Outline annotation records
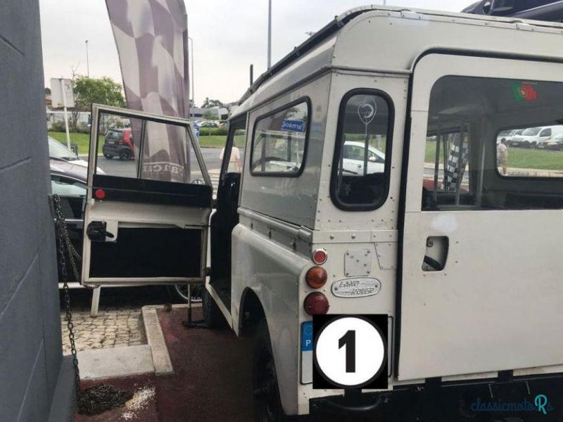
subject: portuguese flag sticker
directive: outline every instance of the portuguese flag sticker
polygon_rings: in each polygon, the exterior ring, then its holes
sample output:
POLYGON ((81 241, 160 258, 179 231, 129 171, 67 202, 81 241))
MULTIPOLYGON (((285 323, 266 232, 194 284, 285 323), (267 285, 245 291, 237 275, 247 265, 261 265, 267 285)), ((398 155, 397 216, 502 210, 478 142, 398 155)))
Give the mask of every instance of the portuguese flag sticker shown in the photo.
POLYGON ((533 87, 524 82, 512 84, 512 94, 517 101, 533 101, 538 98, 533 87))

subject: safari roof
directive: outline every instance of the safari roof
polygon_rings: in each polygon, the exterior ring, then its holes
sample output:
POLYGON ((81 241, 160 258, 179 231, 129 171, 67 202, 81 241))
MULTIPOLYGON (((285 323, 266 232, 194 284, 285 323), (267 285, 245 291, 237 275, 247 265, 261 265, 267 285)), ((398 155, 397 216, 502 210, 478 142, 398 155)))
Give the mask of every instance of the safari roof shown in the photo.
POLYGON ((379 6, 353 8, 263 73, 232 118, 331 69, 408 74, 431 49, 562 60, 562 35, 563 25, 551 22, 379 6))

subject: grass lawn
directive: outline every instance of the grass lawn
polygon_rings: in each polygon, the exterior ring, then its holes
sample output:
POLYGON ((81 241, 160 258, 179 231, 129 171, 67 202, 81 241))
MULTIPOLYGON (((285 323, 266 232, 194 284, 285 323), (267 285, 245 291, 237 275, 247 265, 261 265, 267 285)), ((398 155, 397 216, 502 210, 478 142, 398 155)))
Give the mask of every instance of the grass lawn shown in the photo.
MULTIPOLYGON (((440 163, 443 162, 443 151, 441 151, 440 163)), ((426 142, 424 161, 436 160, 436 141, 426 142)), ((508 147, 508 167, 516 169, 538 170, 563 170, 563 152, 548 150, 527 149, 508 147)))
MULTIPOLYGON (((49 132, 49 136, 66 145, 66 134, 64 132, 49 132)), ((226 136, 203 136, 199 138, 199 145, 203 148, 222 148, 224 146, 226 136)), ((87 154, 90 143, 88 134, 70 134, 70 143, 78 145, 79 154, 87 154)), ((103 137, 100 136, 98 143, 99 153, 101 153, 103 137)), ((385 149, 382 146, 382 149, 385 149)), ((442 152, 442 151, 441 151, 442 152)), ((440 162, 443 162, 443 152, 440 162)), ((434 162, 436 160, 436 141, 426 142, 424 161, 434 162)), ((514 168, 538 169, 543 170, 563 170, 563 152, 545 150, 525 149, 521 148, 508 148, 508 167, 514 168)))
POLYGON ((227 141, 225 135, 199 136, 199 146, 203 148, 223 148, 227 141))
MULTIPOLYGON (((49 132, 49 136, 66 146, 66 134, 65 132, 49 132)), ((101 153, 101 146, 103 144, 103 136, 99 136, 98 153, 101 153)), ((200 136, 199 145, 202 147, 222 148, 224 146, 226 136, 200 136)), ((70 143, 78 145, 79 154, 87 154, 90 149, 89 134, 70 133, 70 143)))
MULTIPOLYGON (((66 146, 66 134, 65 132, 49 132, 49 136, 56 139, 66 146)), ((90 134, 75 134, 70 132, 70 143, 78 145, 79 154, 87 154, 90 151, 90 134)), ((99 136, 98 152, 101 153, 101 146, 103 143, 103 136, 99 136)))

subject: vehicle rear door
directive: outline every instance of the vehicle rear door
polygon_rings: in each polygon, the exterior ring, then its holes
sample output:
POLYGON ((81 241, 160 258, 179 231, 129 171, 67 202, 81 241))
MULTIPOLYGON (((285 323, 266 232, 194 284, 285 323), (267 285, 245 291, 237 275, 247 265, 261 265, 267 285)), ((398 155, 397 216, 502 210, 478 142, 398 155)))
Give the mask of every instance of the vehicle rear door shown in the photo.
POLYGON ((98 105, 91 122, 82 283, 203 283, 213 188, 189 122, 98 105), (122 128, 133 157, 104 158, 122 128))
POLYGON ((496 143, 558 124, 563 65, 429 54, 412 96, 399 379, 563 364, 560 153, 496 143))

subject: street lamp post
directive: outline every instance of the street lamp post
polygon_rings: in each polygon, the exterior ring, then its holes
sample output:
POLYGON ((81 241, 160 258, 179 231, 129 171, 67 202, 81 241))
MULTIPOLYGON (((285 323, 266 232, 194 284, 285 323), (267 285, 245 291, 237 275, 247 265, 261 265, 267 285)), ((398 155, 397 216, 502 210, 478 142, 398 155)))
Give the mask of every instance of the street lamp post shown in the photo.
POLYGON ((191 103, 195 106, 196 96, 194 95, 194 92, 195 91, 195 89, 194 87, 194 40, 191 39, 191 37, 188 37, 188 40, 191 41, 191 103))
POLYGON ((272 67, 272 0, 268 0, 268 69, 272 67))
POLYGON ((88 59, 88 40, 86 40, 86 75, 90 77, 90 60, 88 59))

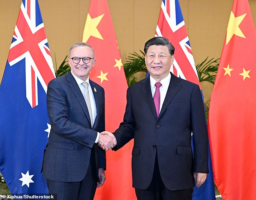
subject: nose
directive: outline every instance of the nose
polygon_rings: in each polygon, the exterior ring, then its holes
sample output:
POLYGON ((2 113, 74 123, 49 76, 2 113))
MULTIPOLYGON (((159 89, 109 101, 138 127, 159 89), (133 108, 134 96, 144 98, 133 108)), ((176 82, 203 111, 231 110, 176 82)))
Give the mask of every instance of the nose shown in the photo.
POLYGON ((84 65, 84 61, 83 61, 83 59, 82 58, 80 58, 80 60, 79 61, 79 62, 78 62, 78 64, 80 65, 84 65))
POLYGON ((159 59, 159 58, 157 57, 155 57, 154 58, 154 60, 153 60, 153 62, 154 63, 155 63, 155 64, 157 64, 157 63, 159 63, 161 62, 161 61, 160 60, 160 59, 159 59))

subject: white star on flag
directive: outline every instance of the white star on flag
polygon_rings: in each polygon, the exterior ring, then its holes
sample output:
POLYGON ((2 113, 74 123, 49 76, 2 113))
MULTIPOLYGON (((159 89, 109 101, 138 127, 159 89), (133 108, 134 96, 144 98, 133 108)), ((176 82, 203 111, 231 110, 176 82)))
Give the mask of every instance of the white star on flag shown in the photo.
POLYGON ((22 181, 22 185, 21 185, 21 187, 26 184, 27 185, 27 186, 28 188, 29 188, 29 184, 30 183, 34 182, 32 179, 31 179, 32 177, 34 176, 34 175, 29 175, 29 173, 28 172, 28 170, 27 172, 27 173, 26 173, 26 174, 24 174, 22 172, 21 172, 21 175, 22 175, 22 177, 19 179, 20 181, 22 181))
POLYGON ((50 135, 50 129, 52 128, 52 126, 50 126, 50 124, 49 124, 47 123, 47 126, 48 127, 48 128, 44 130, 44 131, 48 133, 48 136, 47 137, 48 138, 49 136, 50 135))

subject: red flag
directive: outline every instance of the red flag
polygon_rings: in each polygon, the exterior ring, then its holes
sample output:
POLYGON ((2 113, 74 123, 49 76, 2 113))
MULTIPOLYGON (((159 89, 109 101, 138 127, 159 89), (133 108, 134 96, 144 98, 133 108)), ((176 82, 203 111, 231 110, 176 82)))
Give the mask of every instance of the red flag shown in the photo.
MULTIPOLYGON (((89 77, 105 89, 106 130, 113 132, 123 121, 128 86, 107 0, 91 0, 82 41, 94 49, 96 63, 89 77)), ((94 199, 136 199, 132 187, 132 143, 107 152, 107 179, 94 199)))
POLYGON ((214 178, 225 200, 256 197, 255 52, 248 0, 234 0, 208 120, 214 178))

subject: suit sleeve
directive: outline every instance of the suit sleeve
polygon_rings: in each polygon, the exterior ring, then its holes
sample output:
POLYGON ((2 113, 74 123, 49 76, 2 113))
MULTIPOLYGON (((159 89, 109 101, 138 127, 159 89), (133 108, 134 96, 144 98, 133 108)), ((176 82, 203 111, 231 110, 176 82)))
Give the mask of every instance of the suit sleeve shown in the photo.
POLYGON ((114 151, 121 148, 134 138, 136 124, 132 114, 132 102, 129 88, 127 89, 126 99, 127 103, 124 121, 113 133, 117 142, 117 145, 113 148, 114 151))
POLYGON ((67 94, 66 90, 56 79, 49 83, 46 101, 52 130, 62 137, 91 148, 97 136, 97 132, 83 126, 82 122, 80 124, 78 122, 79 118, 84 114, 82 112, 82 108, 78 109, 76 105, 70 105, 72 101, 69 98, 70 97, 67 94), (72 110, 72 113, 74 113, 73 118, 77 118, 73 122, 69 119, 71 114, 69 113, 69 110, 70 113, 72 110))
MULTIPOLYGON (((103 91, 103 102, 104 102, 103 105, 103 112, 102 116, 100 120, 99 126, 98 131, 99 132, 102 132, 105 130, 105 92, 103 91)), ((106 169, 106 151, 98 146, 95 144, 97 147, 98 151, 98 155, 99 155, 99 168, 103 168, 105 170, 106 169)))
POLYGON ((201 91, 197 85, 192 93, 191 125, 194 148, 193 171, 209 173, 208 142, 204 107, 201 91))

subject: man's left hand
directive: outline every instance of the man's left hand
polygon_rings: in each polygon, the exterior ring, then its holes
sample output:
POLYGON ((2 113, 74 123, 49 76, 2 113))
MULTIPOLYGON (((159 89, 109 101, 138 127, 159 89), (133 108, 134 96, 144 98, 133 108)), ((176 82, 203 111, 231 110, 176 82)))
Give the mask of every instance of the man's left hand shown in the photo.
POLYGON ((97 184, 97 188, 102 186, 104 183, 105 180, 106 180, 106 176, 105 175, 104 169, 99 169, 99 177, 100 181, 97 184))
POLYGON ((200 172, 194 172, 194 179, 195 181, 195 186, 199 188, 204 183, 206 179, 206 173, 201 173, 200 172))

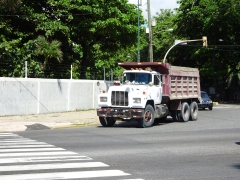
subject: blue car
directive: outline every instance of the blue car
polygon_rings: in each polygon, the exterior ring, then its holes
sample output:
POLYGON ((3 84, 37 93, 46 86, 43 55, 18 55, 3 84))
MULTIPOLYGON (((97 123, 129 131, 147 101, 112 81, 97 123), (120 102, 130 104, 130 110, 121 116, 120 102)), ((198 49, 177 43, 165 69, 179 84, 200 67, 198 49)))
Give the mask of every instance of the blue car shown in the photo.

■ **Problem to work on**:
Please write out the material from the line containing "subject: man's left hand" to its final line, both inclusive, exactly as it appears; pictures are not part of the copy.

■ **Response to the exercise**:
subject: man's left hand
directive: outline every instance of the man's left hand
polygon_rings: in each polygon, the exterior ring, then its holes
sample output:
POLYGON ((2 113, 74 123, 49 76, 2 113))
MULTIPOLYGON (((159 89, 109 101, 138 127, 159 89), (133 108, 134 96, 144 98, 133 108)), ((176 82, 203 111, 231 110, 176 82)))
Give the mask of every instance of the man's left hand shown in the photo.
POLYGON ((97 184, 97 188, 102 186, 104 183, 105 180, 106 180, 106 176, 105 175, 104 169, 99 169, 99 177, 100 181, 97 184))
POLYGON ((200 172, 194 172, 194 179, 195 181, 195 186, 199 188, 204 183, 206 179, 206 173, 201 173, 200 172))

subject: blue car
directive: outline every instance of the blue car
polygon_rings: in each polygon, the exterior ring, then its holes
sample output:
POLYGON ((3 84, 37 93, 46 86, 43 55, 18 55, 3 84))
MULTIPOLYGON (((97 123, 129 131, 147 101, 112 81, 97 123), (120 102, 130 104, 130 110, 121 116, 120 102)), ((198 49, 177 43, 165 69, 179 84, 200 67, 198 49)))
Give the mask of every instance of the blue car shown in the photo.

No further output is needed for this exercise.